# What you need to do
A - Translate this sentence from the tea dress post into Spanish: "I was a little daunted by it so I'd been avoiding it."
B - Copy out, word for word, the section of the tea dress post that opens with the words "Possibly the most" and closes with "wear out of it.".

# Text provided

....

My finished Butterick B5209 1940s tea dress!


If you've been following my blog since I started back in April, you'll know about the plans I had for my Big Vintage Sew Along make! If not, you can read the post HERE. I chose the Retro Butterick B5209 pattern, a halter neck and tea dress from 1947. With plans to make the short sleeved tea dress style.

Possibly the most perfect fabric for a 40s tea dress ever!

I decided last week that I should get round to actually making it! I was a little daunted by it so I'd been avoiding it. After sewing a couple of modern and easy to follow patterns recently, I wasn't looking forward to Butterick instructions again.

Here's a peek at the pattern:


To me, the pattern looks like a quintessential 1940s tea dress. With the halter neck version being a great option for a smarter occasions or a high Summer look. However, we don't get the sun enough where I am for me to get to wear the halter neck version, and I find tea dresses super flattering and thought I'd get far more wear out of it.




If you follow me on Instagram, you may already be aware me and this dress didn't have the best relationship to start! Even though I'm very happy with the out come, there was certainly a point where I was ready to set it on fire and never look at this pattern again. So let me explain where it all started going wrong for me...


Good hair days are the best!

....

# Object pointing dataset rows
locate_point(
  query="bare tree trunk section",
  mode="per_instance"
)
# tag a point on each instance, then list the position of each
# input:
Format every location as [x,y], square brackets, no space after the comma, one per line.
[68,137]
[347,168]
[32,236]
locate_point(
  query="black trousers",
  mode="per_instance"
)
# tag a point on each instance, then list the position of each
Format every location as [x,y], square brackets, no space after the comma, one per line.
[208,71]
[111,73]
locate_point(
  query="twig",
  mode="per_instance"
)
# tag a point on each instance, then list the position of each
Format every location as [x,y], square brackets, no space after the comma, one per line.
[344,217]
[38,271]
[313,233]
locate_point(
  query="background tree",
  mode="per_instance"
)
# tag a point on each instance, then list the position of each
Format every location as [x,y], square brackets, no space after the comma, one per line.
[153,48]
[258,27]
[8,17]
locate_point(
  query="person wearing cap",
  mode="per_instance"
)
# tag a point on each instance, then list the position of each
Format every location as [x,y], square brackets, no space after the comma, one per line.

....

# The responses
A - Me intimidaba un poco, así que lo había estado evitando.

B -
Possibly the most perfect fabric for a 40s tea dress ever!

I decided last week that I should get round to actually making it! I was a little daunted by it so I'd been avoiding it. After sewing a couple of modern and easy to follow patterns recently, I wasn't looking forward to Butterick instructions again.

Here's a peek at the pattern:


To me, the pattern looks like a quintessential 1940s tea dress. With the halter neck version being a great option for a smarter occasions or a high Summer look. However, we don't get the sun enough where I am for me to get to wear the halter neck version, and I find tea dresses super flattering and thought I'd get far more wear out of it.